**DE OPDRACHT**
Geef de regels hieronder weer als een Markdown-tabel met de kolommen Nr en Regel, met per rij een volgnummer en de regel zelf. Laat lege regels weg.

------------------------------------------------------------

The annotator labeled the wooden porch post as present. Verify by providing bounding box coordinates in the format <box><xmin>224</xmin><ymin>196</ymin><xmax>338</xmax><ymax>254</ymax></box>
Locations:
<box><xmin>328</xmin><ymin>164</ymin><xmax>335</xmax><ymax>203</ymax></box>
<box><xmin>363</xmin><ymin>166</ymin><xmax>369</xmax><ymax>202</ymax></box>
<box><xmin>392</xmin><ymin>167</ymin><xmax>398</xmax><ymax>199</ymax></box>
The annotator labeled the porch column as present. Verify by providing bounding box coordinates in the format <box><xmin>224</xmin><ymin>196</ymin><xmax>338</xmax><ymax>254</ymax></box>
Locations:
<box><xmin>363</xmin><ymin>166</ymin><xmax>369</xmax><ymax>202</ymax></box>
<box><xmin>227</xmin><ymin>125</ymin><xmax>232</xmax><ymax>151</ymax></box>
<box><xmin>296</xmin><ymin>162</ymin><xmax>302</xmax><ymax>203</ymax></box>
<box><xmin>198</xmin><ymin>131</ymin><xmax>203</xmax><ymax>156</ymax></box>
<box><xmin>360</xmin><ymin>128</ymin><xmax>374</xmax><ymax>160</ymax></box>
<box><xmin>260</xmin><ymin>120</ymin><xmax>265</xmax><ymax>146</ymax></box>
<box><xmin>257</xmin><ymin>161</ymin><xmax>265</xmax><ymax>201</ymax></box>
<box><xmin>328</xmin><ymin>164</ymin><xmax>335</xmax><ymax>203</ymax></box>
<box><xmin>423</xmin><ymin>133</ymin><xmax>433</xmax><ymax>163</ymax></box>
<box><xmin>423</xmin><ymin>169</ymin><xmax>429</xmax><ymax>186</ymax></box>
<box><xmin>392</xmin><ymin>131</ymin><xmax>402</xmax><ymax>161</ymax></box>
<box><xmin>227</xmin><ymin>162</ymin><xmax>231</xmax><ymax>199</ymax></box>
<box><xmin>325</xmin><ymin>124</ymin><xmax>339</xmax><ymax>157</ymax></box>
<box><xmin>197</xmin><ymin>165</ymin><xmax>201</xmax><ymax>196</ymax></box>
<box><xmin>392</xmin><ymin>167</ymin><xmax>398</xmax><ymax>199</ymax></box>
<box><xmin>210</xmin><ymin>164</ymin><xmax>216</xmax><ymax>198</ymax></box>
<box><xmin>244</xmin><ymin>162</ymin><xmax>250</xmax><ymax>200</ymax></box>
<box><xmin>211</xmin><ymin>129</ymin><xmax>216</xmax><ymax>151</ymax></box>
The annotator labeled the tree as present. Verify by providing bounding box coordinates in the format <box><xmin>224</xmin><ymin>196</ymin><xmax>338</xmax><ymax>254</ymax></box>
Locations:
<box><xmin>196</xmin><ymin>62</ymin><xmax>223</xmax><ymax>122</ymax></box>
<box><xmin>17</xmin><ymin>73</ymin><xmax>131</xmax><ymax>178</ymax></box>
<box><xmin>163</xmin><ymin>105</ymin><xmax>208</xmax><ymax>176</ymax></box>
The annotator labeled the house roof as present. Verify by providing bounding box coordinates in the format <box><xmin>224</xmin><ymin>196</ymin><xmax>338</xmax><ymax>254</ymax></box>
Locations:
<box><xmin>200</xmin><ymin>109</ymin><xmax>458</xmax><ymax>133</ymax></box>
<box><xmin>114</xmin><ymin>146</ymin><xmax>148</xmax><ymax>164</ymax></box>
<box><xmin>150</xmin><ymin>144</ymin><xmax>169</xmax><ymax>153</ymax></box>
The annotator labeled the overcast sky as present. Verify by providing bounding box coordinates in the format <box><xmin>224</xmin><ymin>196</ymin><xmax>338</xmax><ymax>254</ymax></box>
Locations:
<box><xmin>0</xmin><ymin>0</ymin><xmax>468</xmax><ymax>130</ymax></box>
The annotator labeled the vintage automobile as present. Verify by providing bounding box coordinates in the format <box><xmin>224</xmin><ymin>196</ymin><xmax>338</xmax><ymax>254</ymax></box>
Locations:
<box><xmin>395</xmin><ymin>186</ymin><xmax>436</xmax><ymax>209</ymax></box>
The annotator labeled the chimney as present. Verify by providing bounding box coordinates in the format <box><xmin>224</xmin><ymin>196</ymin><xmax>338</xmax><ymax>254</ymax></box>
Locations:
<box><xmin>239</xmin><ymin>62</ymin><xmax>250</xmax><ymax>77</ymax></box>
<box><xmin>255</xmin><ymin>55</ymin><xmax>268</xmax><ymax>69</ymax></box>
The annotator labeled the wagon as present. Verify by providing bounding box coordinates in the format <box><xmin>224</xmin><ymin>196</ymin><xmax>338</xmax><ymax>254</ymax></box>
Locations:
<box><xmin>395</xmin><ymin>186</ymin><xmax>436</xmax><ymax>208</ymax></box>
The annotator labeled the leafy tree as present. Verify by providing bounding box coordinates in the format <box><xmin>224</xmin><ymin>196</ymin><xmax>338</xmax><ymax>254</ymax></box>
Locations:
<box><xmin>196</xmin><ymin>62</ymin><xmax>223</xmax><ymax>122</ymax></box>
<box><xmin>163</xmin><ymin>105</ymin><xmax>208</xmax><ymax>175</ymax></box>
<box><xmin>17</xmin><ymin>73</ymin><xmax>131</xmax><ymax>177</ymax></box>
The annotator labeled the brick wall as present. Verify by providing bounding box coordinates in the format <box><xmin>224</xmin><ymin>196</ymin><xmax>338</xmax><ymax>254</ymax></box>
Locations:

------------------------------------------------------------

**UITKOMST**
| Nr | Regel |
|---|---|
| 1 | The annotator labeled the wooden porch post as present. Verify by providing bounding box coordinates in the format <box><xmin>224</xmin><ymin>196</ymin><xmax>338</xmax><ymax>254</ymax></box> |
| 2 | Locations: |
| 3 | <box><xmin>328</xmin><ymin>164</ymin><xmax>335</xmax><ymax>203</ymax></box> |
| 4 | <box><xmin>363</xmin><ymin>166</ymin><xmax>369</xmax><ymax>202</ymax></box> |
| 5 | <box><xmin>392</xmin><ymin>167</ymin><xmax>398</xmax><ymax>199</ymax></box> |
| 6 | The annotator labeled the porch column as present. Verify by providing bounding box coordinates in the format <box><xmin>224</xmin><ymin>196</ymin><xmax>338</xmax><ymax>254</ymax></box> |
| 7 | Locations: |
| 8 | <box><xmin>363</xmin><ymin>166</ymin><xmax>369</xmax><ymax>202</ymax></box> |
| 9 | <box><xmin>227</xmin><ymin>125</ymin><xmax>232</xmax><ymax>151</ymax></box> |
| 10 | <box><xmin>296</xmin><ymin>162</ymin><xmax>302</xmax><ymax>203</ymax></box> |
| 11 | <box><xmin>198</xmin><ymin>131</ymin><xmax>203</xmax><ymax>156</ymax></box> |
| 12 | <box><xmin>360</xmin><ymin>128</ymin><xmax>374</xmax><ymax>160</ymax></box> |
| 13 | <box><xmin>260</xmin><ymin>120</ymin><xmax>265</xmax><ymax>146</ymax></box> |
| 14 | <box><xmin>257</xmin><ymin>161</ymin><xmax>265</xmax><ymax>201</ymax></box> |
| 15 | <box><xmin>328</xmin><ymin>164</ymin><xmax>335</xmax><ymax>203</ymax></box> |
| 16 | <box><xmin>423</xmin><ymin>133</ymin><xmax>433</xmax><ymax>163</ymax></box> |
| 17 | <box><xmin>423</xmin><ymin>169</ymin><xmax>429</xmax><ymax>186</ymax></box> |
| 18 | <box><xmin>392</xmin><ymin>131</ymin><xmax>402</xmax><ymax>161</ymax></box> |
| 19 | <box><xmin>227</xmin><ymin>162</ymin><xmax>231</xmax><ymax>199</ymax></box> |
| 20 | <box><xmin>325</xmin><ymin>124</ymin><xmax>339</xmax><ymax>157</ymax></box> |
| 21 | <box><xmin>197</xmin><ymin>165</ymin><xmax>201</xmax><ymax>196</ymax></box> |
| 22 | <box><xmin>392</xmin><ymin>167</ymin><xmax>398</xmax><ymax>199</ymax></box> |
| 23 | <box><xmin>210</xmin><ymin>164</ymin><xmax>216</xmax><ymax>198</ymax></box> |
| 24 | <box><xmin>244</xmin><ymin>162</ymin><xmax>250</xmax><ymax>200</ymax></box> |
| 25 | <box><xmin>211</xmin><ymin>129</ymin><xmax>216</xmax><ymax>151</ymax></box> |
| 26 | The annotator labeled the tree as present. Verify by providing bounding box coordinates in the format <box><xmin>224</xmin><ymin>196</ymin><xmax>338</xmax><ymax>254</ymax></box> |
| 27 | Locations: |
| 28 | <box><xmin>196</xmin><ymin>62</ymin><xmax>223</xmax><ymax>122</ymax></box> |
| 29 | <box><xmin>17</xmin><ymin>73</ymin><xmax>131</xmax><ymax>178</ymax></box> |
| 30 | <box><xmin>163</xmin><ymin>105</ymin><xmax>208</xmax><ymax>176</ymax></box> |
| 31 | The annotator labeled the house roof as present. Verify by providing bounding box coordinates in the format <box><xmin>224</xmin><ymin>196</ymin><xmax>338</xmax><ymax>254</ymax></box> |
| 32 | Locations: |
| 33 | <box><xmin>200</xmin><ymin>109</ymin><xmax>458</xmax><ymax>133</ymax></box> |
| 34 | <box><xmin>114</xmin><ymin>146</ymin><xmax>148</xmax><ymax>164</ymax></box> |
| 35 | <box><xmin>150</xmin><ymin>144</ymin><xmax>169</xmax><ymax>153</ymax></box> |
| 36 | The annotator labeled the overcast sky as present. Verify by providing bounding box coordinates in the format <box><xmin>224</xmin><ymin>196</ymin><xmax>338</xmax><ymax>254</ymax></box> |
| 37 | Locations: |
| 38 | <box><xmin>0</xmin><ymin>0</ymin><xmax>468</xmax><ymax>130</ymax></box> |
| 39 | The annotator labeled the vintage automobile as present. Verify by providing bounding box coordinates in the format <box><xmin>224</xmin><ymin>196</ymin><xmax>338</xmax><ymax>254</ymax></box> |
| 40 | Locations: |
| 41 | <box><xmin>395</xmin><ymin>186</ymin><xmax>436</xmax><ymax>209</ymax></box> |
| 42 | The annotator labeled the chimney as present. Verify by providing bounding box coordinates in the format <box><xmin>224</xmin><ymin>196</ymin><xmax>338</xmax><ymax>254</ymax></box> |
| 43 | Locations: |
| 44 | <box><xmin>239</xmin><ymin>62</ymin><xmax>250</xmax><ymax>77</ymax></box> |
| 45 | <box><xmin>255</xmin><ymin>55</ymin><xmax>268</xmax><ymax>69</ymax></box> |
| 46 | The annotator labeled the wagon as present. Verify by providing bounding box coordinates in the format <box><xmin>224</xmin><ymin>196</ymin><xmax>338</xmax><ymax>254</ymax></box> |
| 47 | Locations: |
| 48 | <box><xmin>395</xmin><ymin>186</ymin><xmax>436</xmax><ymax>208</ymax></box> |
| 49 | The annotator labeled the leafy tree as present. Verify by providing bounding box coordinates in the format <box><xmin>224</xmin><ymin>196</ymin><xmax>338</xmax><ymax>254</ymax></box> |
| 50 | Locations: |
| 51 | <box><xmin>196</xmin><ymin>62</ymin><xmax>223</xmax><ymax>122</ymax></box> |
| 52 | <box><xmin>163</xmin><ymin>105</ymin><xmax>208</xmax><ymax>175</ymax></box> |
| 53 | <box><xmin>17</xmin><ymin>73</ymin><xmax>131</xmax><ymax>177</ymax></box> |
| 54 | The annotator labeled the brick wall as present. Verify by providing bounding box coordinates in the format <box><xmin>224</xmin><ymin>196</ymin><xmax>338</xmax><ymax>254</ymax></box> |
| 55 | Locations: |